## WHAT THE TASK REQUIRES
Select every line of the material that contains the word "shadow" and copy those lines out.

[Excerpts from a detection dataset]
++++
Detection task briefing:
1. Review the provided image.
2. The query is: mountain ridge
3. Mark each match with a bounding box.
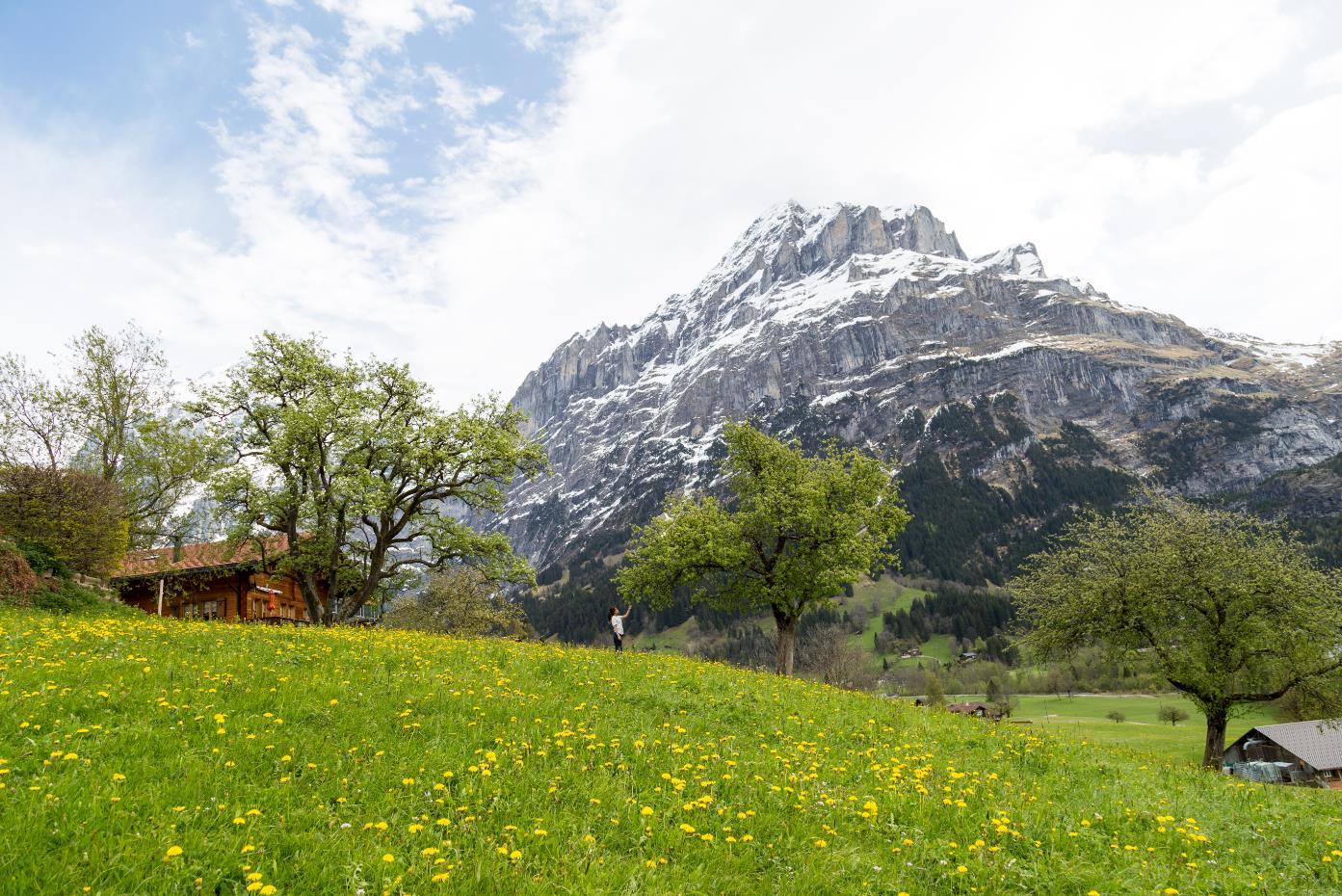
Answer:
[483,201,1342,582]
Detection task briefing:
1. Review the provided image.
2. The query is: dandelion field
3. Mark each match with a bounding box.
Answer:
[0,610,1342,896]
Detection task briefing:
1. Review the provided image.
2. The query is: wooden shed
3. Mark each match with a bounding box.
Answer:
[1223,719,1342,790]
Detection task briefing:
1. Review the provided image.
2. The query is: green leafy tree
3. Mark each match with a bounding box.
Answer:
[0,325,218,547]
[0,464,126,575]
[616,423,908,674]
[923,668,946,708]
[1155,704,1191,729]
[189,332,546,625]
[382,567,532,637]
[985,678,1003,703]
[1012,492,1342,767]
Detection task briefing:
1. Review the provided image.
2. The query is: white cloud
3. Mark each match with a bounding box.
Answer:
++++
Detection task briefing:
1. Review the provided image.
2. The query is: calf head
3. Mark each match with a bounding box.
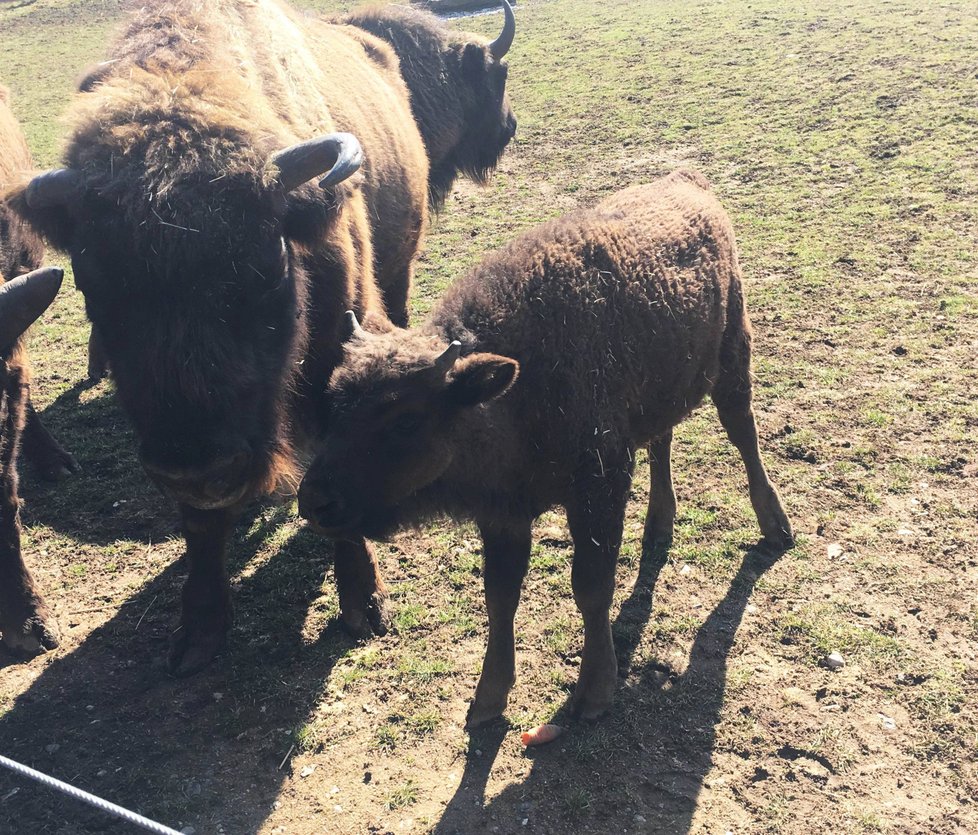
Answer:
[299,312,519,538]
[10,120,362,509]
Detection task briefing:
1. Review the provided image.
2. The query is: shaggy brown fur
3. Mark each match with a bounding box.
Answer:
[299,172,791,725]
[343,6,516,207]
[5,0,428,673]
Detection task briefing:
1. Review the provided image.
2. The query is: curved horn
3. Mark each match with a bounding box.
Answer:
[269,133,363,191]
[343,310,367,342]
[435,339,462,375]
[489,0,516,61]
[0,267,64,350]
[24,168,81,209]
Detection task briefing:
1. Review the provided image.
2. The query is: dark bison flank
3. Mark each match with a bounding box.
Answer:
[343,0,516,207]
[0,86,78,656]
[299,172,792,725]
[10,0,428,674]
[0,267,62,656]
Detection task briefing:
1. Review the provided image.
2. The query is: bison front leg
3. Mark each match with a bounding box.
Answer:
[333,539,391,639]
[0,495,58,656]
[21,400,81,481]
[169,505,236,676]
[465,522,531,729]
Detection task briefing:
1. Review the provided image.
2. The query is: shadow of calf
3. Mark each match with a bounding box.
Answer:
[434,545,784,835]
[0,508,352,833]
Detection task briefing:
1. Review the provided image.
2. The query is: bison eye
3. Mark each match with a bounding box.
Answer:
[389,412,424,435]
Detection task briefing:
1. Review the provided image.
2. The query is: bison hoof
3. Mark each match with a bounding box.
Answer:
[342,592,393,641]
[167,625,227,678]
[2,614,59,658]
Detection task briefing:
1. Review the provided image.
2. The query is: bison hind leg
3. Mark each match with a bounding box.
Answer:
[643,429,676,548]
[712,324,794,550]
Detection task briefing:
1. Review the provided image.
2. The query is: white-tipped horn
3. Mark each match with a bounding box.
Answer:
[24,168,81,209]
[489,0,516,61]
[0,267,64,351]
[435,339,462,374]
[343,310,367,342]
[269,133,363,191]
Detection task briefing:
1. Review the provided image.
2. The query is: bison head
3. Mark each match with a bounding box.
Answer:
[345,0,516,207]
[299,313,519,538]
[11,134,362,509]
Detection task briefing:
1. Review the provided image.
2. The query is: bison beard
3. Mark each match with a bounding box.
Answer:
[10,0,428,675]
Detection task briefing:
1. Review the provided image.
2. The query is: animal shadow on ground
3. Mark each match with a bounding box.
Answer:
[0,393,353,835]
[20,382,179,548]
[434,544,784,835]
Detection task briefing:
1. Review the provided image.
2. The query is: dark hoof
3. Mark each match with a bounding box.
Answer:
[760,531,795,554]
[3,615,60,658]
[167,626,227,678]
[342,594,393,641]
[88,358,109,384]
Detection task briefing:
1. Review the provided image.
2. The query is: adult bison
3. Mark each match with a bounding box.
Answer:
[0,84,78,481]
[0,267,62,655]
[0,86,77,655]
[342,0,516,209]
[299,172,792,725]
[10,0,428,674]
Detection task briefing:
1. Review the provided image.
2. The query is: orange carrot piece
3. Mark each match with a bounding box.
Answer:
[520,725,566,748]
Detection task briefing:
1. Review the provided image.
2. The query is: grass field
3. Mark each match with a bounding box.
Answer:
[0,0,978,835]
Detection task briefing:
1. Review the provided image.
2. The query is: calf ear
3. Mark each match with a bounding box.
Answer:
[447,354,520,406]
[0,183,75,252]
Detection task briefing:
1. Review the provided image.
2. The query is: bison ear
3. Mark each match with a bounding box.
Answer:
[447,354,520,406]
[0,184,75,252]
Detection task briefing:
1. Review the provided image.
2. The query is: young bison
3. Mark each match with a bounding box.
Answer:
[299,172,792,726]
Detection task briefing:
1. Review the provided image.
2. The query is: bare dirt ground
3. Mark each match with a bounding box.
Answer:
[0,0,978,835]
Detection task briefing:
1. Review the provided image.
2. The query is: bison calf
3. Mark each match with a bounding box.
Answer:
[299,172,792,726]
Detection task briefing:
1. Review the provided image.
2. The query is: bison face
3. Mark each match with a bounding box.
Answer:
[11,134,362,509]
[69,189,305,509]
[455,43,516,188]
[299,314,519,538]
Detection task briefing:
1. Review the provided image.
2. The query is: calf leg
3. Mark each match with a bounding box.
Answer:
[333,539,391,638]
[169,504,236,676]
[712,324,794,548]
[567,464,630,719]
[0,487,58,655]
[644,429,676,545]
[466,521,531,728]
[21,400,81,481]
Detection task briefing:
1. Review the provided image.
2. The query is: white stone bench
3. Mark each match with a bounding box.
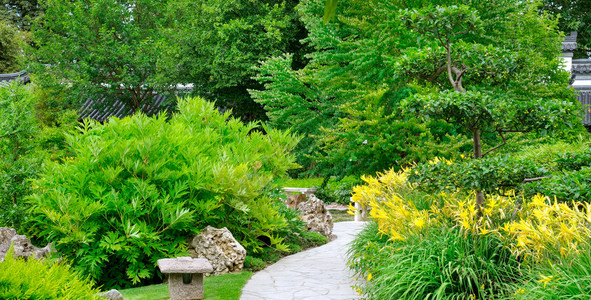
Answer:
++++
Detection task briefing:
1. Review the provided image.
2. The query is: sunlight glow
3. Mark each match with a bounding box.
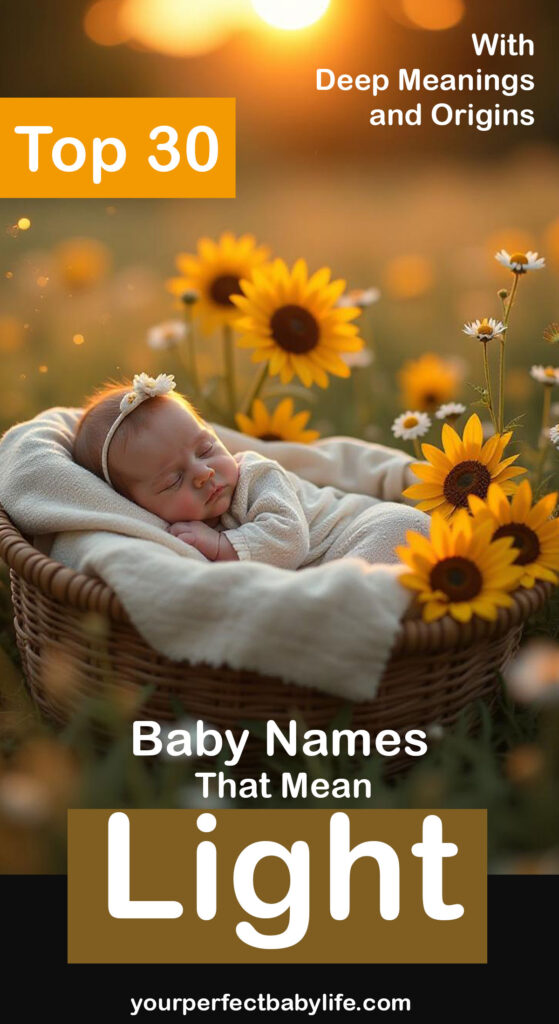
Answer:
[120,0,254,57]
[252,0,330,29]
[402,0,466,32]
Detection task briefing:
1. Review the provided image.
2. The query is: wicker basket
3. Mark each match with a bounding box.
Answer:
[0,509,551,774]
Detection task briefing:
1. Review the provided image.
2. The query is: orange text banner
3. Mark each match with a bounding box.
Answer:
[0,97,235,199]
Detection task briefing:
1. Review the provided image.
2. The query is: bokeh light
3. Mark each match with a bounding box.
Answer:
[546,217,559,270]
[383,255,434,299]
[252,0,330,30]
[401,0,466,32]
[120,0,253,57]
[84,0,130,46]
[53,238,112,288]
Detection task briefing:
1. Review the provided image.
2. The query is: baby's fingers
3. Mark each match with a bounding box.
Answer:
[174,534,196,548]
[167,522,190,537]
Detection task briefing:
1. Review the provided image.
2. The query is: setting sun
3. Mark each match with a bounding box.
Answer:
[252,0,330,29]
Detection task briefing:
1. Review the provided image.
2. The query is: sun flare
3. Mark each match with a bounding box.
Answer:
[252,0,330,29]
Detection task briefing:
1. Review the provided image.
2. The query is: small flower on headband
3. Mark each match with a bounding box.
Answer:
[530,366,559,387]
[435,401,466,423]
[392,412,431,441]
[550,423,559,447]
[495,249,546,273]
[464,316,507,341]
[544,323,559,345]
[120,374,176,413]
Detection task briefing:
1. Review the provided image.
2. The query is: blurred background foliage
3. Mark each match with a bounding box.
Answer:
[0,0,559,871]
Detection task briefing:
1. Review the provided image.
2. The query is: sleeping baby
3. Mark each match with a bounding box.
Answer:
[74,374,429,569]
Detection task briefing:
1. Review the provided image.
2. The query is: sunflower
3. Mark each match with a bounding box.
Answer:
++++
## OUTPUT OF THE TASK
2. The query is: shadow of calf
2. The query is: animal shadow on ground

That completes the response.